• Exercise objective: Please report every line of the data below that contains the word "Target", copying each such line in full.

• Material supplied:
▼
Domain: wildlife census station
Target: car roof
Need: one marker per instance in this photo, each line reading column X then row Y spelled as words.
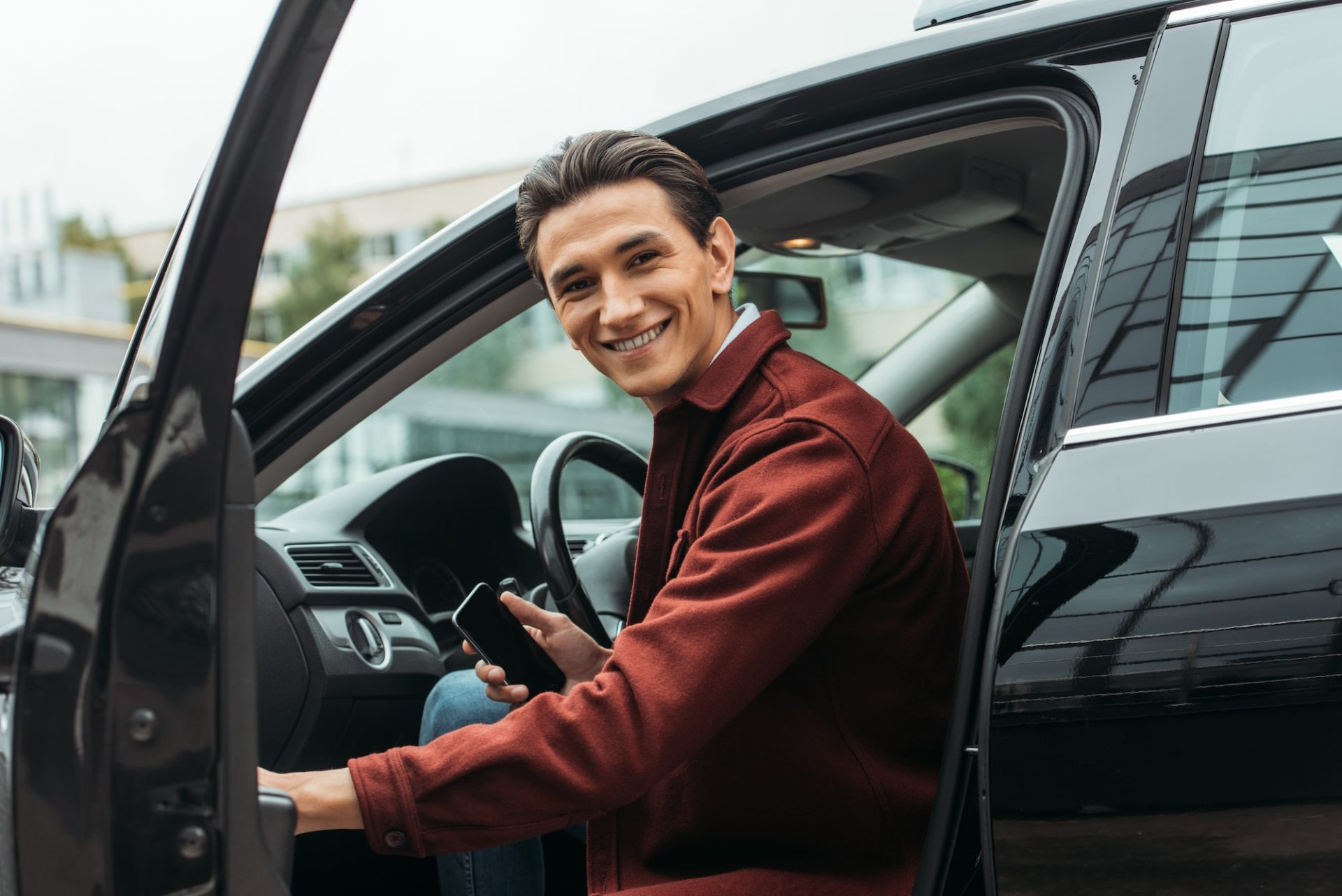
▲
▼
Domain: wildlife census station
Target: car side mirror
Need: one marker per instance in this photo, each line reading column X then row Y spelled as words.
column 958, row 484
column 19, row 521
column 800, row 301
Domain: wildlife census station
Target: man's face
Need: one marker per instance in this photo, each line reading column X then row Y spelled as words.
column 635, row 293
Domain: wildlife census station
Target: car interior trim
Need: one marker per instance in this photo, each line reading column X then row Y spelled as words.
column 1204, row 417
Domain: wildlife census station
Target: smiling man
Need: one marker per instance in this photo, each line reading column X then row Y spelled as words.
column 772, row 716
▲
• Task output:
Target: car roof
Target: car side mirror
Target: man's face
Target: car interior trim
Target: smiling man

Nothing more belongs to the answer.